(Set problem): Transcribe, word for word, the line containing "Q: For every instance of the gold" and each line following it through the end of the listing below. Omit all other lines.

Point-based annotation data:
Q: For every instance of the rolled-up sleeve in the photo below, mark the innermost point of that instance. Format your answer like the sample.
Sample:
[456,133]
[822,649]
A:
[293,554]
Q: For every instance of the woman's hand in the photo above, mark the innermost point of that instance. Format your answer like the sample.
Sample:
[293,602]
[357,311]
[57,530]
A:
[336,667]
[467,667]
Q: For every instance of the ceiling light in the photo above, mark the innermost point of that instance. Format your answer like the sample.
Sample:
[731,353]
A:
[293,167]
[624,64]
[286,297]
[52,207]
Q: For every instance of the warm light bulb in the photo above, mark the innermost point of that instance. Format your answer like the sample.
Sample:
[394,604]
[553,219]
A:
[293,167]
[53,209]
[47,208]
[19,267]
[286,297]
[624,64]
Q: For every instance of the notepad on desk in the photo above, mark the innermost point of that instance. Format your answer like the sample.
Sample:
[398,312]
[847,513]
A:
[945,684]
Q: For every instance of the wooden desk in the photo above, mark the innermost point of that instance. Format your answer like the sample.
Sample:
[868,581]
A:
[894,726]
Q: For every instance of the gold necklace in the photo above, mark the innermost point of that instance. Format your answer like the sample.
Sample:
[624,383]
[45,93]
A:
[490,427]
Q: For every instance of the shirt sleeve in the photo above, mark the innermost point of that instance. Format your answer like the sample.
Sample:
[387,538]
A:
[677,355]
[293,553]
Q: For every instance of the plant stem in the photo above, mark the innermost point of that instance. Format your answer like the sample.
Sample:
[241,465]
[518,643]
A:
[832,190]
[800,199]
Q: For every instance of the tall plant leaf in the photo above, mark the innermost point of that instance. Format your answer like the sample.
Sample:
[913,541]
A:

(Reply to the exercise):
Q: For every instance of the gold necklace in the photo above, mark the innermost point of that instance. Format your answer like the sample.
Sample:
[624,383]
[45,93]
A:
[490,427]
Q: For every instance of the shirt sleeve in the photo above, mark the innermost point of that instance. Format your answer like the sample.
Sample:
[387,538]
A:
[677,355]
[293,553]
Q: For every instance of the plant stem in the photo above, mark the innermost point of that instance. Format your answer like the sample.
Sample:
[241,465]
[518,643]
A:
[832,190]
[800,199]
Q: For every instance of the tall plant leaf in the photo above, mark the innermost point of that instance. Format your answer like the sample.
Sample:
[913,541]
A:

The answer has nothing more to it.